§ **Text section**
Against Boston, Miami reaffirmed their status as the NBA’s resident grinch; they don’t so much beat teams as exsanguinate them, draining the life-force out of their opponent and leaving only a grumpy carcas. After getting shelled by Jayson Tatum in the first half, Butler and the Heat ripped off a torrid 39-14 third quarter to seal a 118-109 series-opening win. During the third quarter alone, Butler contributed 17 points (on five shots) and three steals as part of the rabid Miami defensive effort that provoked six turnovers from Tatum. Overall, Butler chipped in 41 points, nine rebounds, five assists and four steals. He was the best player on the court. For the game’s final 24 minutes, he was conceivably the best player in the world. 

This is simply what Jimmy Butler does—in basketball talking-head parlance, he “controls the game.” More than his sturdy 6’8 frame or productive psychopathy, Butler’s superpower is his poise, his galvanizing clarity of purpose. Possessing an uncanny ability to function completely on his own terms, he doesn’t just bend the flow of his game to his will; he manifests his own vision for how the game should—and will—be played. He plays with a drummer’s understanding of tempo, setting the rhythm and cadence for the other nine players on the court. Sensing that the Heat needed a jolt after halftime, Butler stalked passing lanes and hunted for early offense in the third quarter; nursing a lead in the fourth, he iced the game by hunting matchups and getting buckets in isolation. 

On a Miami roster that’s broadly prioritized an institutional over hyperbolic individual skill, Butler at once transcends and fits within “Heat Culture.” Whereas his teammates are largely specialists —PJ Tucker is a chesty stopper, Tyler Herro is a zippy off-the-dribble shooter—Butler is the load-bearing figure in Miami’s offense, pacing them in both scoring and assists.  

While Butler won’t rummage through a Never-Full and pull out a complicated dribble combo, he gets sturdy. In Game One, Butler bullied his way to 18 free throws, largely because no Celtic was strong enough to withstand his drives without fouling. Whereas other elite offensive hubs have a kind of weightless ease to their game, Butler boasts a tremendous physical gravity, inviting contact which he can then power through. Nearly everything is off two feet; he’s never off-balance or out of sorts. Just watch him plow through Robert Williams’ chest with a jump-stop for a dunk or shed Jaylen Brown with a forceful last step for evidence.

§ **Raw data**
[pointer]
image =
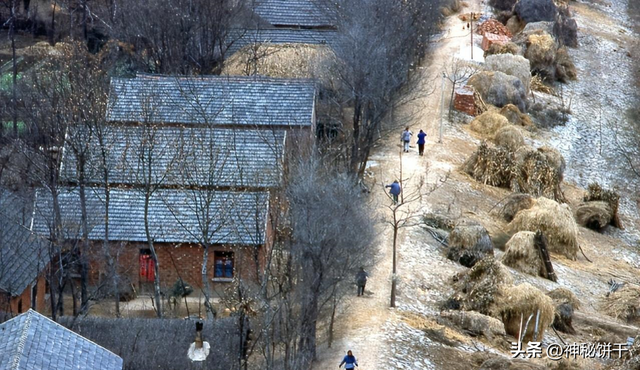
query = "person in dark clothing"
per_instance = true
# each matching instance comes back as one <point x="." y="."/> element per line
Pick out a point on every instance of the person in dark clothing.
<point x="421" y="141"/>
<point x="395" y="190"/>
<point x="349" y="361"/>
<point x="361" y="281"/>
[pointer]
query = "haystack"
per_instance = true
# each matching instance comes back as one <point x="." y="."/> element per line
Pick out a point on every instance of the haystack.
<point x="624" y="303"/>
<point x="565" y="69"/>
<point x="482" y="286"/>
<point x="515" y="117"/>
<point x="488" y="123"/>
<point x="513" y="65"/>
<point x="515" y="203"/>
<point x="539" y="172"/>
<point x="490" y="165"/>
<point x="518" y="303"/>
<point x="500" y="89"/>
<point x="284" y="60"/>
<point x="522" y="254"/>
<point x="468" y="243"/>
<point x="497" y="48"/>
<point x="555" y="221"/>
<point x="509" y="137"/>
<point x="594" y="215"/>
<point x="596" y="192"/>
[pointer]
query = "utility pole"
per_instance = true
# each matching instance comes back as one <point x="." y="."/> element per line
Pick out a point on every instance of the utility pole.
<point x="441" y="106"/>
<point x="472" y="36"/>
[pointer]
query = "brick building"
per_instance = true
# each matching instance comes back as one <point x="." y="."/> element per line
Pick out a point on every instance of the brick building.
<point x="23" y="258"/>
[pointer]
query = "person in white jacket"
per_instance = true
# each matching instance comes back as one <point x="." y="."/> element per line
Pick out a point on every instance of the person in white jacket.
<point x="406" y="139"/>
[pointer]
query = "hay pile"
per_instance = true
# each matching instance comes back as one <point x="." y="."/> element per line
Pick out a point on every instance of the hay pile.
<point x="513" y="65"/>
<point x="554" y="220"/>
<point x="488" y="123"/>
<point x="515" y="203"/>
<point x="523" y="255"/>
<point x="518" y="303"/>
<point x="515" y="117"/>
<point x="507" y="48"/>
<point x="500" y="89"/>
<point x="283" y="60"/>
<point x="482" y="286"/>
<point x="468" y="243"/>
<point x="531" y="171"/>
<point x="624" y="303"/>
<point x="594" y="215"/>
<point x="509" y="137"/>
<point x="493" y="26"/>
<point x="595" y="192"/>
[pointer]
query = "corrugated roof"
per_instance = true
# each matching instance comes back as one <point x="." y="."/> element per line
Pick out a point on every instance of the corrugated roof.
<point x="32" y="342"/>
<point x="195" y="157"/>
<point x="303" y="13"/>
<point x="213" y="100"/>
<point x="23" y="255"/>
<point x="281" y="36"/>
<point x="175" y="216"/>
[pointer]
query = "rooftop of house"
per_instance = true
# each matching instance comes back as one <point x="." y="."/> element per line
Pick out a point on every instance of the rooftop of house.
<point x="32" y="341"/>
<point x="23" y="255"/>
<point x="301" y="13"/>
<point x="174" y="215"/>
<point x="192" y="157"/>
<point x="249" y="101"/>
<point x="282" y="36"/>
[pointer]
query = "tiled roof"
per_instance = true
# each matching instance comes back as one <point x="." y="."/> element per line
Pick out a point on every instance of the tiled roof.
<point x="303" y="13"/>
<point x="231" y="217"/>
<point x="213" y="100"/>
<point x="282" y="36"/>
<point x="23" y="255"/>
<point x="195" y="157"/>
<point x="33" y="342"/>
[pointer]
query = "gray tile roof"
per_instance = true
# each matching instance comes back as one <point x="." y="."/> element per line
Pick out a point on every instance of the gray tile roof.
<point x="212" y="100"/>
<point x="232" y="218"/>
<point x="282" y="36"/>
<point x="303" y="13"/>
<point x="33" y="342"/>
<point x="23" y="255"/>
<point x="195" y="157"/>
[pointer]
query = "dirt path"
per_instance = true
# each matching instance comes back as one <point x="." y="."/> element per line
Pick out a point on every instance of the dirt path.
<point x="363" y="321"/>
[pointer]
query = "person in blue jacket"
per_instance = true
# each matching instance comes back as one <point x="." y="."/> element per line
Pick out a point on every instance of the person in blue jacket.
<point x="395" y="190"/>
<point x="349" y="361"/>
<point x="421" y="141"/>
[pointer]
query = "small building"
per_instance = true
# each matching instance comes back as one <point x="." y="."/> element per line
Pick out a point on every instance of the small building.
<point x="31" y="341"/>
<point x="23" y="258"/>
<point x="489" y="39"/>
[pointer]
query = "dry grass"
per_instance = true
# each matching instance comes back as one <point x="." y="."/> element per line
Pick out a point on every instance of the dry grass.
<point x="519" y="303"/>
<point x="595" y="215"/>
<point x="509" y="137"/>
<point x="555" y="221"/>
<point x="515" y="203"/>
<point x="482" y="286"/>
<point x="624" y="304"/>
<point x="488" y="123"/>
<point x="522" y="254"/>
<point x="515" y="117"/>
<point x="564" y="295"/>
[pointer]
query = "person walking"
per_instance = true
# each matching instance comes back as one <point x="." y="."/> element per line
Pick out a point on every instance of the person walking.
<point x="406" y="139"/>
<point x="395" y="190"/>
<point x="361" y="281"/>
<point x="349" y="361"/>
<point x="421" y="141"/>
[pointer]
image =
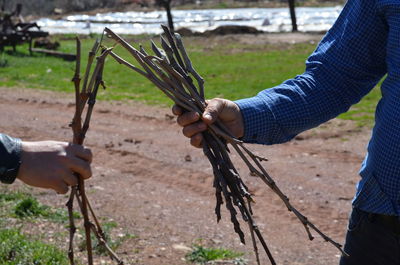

§ **Goal A**
List every player named in the Jimmy Butler text other than Butler himself.
§ **Goal B**
Write out the Jimmy Butler text word for word, everything from "Against Boston, Miami" down to "in the world.".

§ **Task solution A**
Jayson Tatum, PJ Tucker, Tyler Herro, Robert Williams, Jaylen Brown

§ **Task solution B**
Against Boston, Miami reaffirmed their status as the NBA’s resident grinch; they don’t so much beat teams as exsanguinate them, draining the life-force out of their opponent and leaving only a grumpy carcas. After getting shelled by Jayson Tatum in the first half, Butler and the Heat ripped off a torrid 39-14 third quarter to seal a 118-109 series-opening win. During the third quarter alone, Butler contributed 17 points (on five shots) and three steals as part of the rabid Miami defensive effort that provoked six turnovers from Tatum. Overall, Butler chipped in 41 points, nine rebounds, five assists and four steals. He was the best player on the court. For the game’s final 24 minutes, he was conceivably the best player in the world.